-- BEGIN MATERIAL FOR THIS EXERCISE --

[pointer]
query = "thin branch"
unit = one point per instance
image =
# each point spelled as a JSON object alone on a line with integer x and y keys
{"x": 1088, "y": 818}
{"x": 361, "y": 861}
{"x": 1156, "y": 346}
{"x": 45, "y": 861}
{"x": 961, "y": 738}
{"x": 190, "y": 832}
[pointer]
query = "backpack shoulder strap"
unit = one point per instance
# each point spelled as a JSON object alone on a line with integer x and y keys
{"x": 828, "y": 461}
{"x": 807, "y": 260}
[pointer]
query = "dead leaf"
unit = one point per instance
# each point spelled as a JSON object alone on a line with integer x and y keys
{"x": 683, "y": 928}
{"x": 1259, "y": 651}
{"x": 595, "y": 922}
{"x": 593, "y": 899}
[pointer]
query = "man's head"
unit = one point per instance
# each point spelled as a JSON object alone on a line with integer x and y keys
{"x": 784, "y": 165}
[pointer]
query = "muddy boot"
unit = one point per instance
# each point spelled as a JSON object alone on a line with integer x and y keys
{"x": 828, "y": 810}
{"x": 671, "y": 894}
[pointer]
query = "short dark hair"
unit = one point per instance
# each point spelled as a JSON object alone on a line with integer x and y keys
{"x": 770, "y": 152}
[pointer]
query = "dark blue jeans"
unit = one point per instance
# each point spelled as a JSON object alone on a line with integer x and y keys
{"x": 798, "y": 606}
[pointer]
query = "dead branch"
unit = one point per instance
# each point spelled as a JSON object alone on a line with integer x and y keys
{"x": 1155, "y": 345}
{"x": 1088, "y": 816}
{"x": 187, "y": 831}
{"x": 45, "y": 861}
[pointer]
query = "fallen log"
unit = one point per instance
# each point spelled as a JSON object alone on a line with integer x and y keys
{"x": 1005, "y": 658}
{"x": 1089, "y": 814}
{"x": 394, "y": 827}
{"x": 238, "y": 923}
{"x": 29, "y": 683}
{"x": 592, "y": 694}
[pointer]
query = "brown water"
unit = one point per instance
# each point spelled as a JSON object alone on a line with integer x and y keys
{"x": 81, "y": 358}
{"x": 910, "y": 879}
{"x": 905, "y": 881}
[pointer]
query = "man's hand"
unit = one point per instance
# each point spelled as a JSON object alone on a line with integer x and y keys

-- END MATERIAL FOR THIS EXERCISE --

Set down the listing in full, keeping every word exactly as it is.

[pointer]
query = "thin branch"
unit = one point per instance
image =
# each point spelled as a JSON object alone on a line with integer x and y keys
{"x": 1088, "y": 818}
{"x": 361, "y": 861}
{"x": 1156, "y": 346}
{"x": 45, "y": 861}
{"x": 961, "y": 738}
{"x": 190, "y": 832}
[pointer]
query = "backpack shoulder strap"
unit = one point per instance
# each point spelled as a JSON object alone on a line with integer x and y keys
{"x": 828, "y": 461}
{"x": 807, "y": 260}
[pointer]
query = "dead leaf"
unit = one point per instance
# each point spelled as a JSON object alone on a line with integer x and y keys
{"x": 683, "y": 928}
{"x": 1259, "y": 651}
{"x": 595, "y": 922}
{"x": 593, "y": 899}
[pointer]
query = "man's head"
unit = one point per instance
# each point spelled as a JSON object alone on a line with integer x and y keys
{"x": 784, "y": 165}
[pointer]
query = "muddy boot"
unit = one point per instance
# each point spelled as a JSON object alone on a line with integer x and y keys
{"x": 828, "y": 810}
{"x": 671, "y": 894}
[pointer]
query = "short dark hair"
unit = one point per instance
# each point spelled as a JSON object alone on a line with integer x and y keys
{"x": 770, "y": 152}
[pointer]
query = "dark blue jeans"
unit = one point per instance
# each point spelled as a JSON object alone on a line with integer x and y keys
{"x": 798, "y": 606}
[pointer]
query = "dead branch"
unit = one point per instance
# each point spelled as a JSON object alone on a line with integer x and y keys
{"x": 1155, "y": 345}
{"x": 1088, "y": 816}
{"x": 187, "y": 831}
{"x": 45, "y": 861}
[pointer]
query = "fallen log"
unit = one point per instance
# each point spelled as a JSON object alone on a line with integer x and y keys
{"x": 1005, "y": 658}
{"x": 1089, "y": 814}
{"x": 394, "y": 827}
{"x": 238, "y": 923}
{"x": 29, "y": 683}
{"x": 592, "y": 694}
[pointer]
query = "brown water"
unit = one point per instance
# each point spelled as a JSON object alone on a line with integer x and y keys
{"x": 81, "y": 358}
{"x": 910, "y": 879}
{"x": 905, "y": 881}
[pointer]
query = "man's hand"
unit = one point per instance
# each point spelled as a JSON object alone on a line with integer x and y keys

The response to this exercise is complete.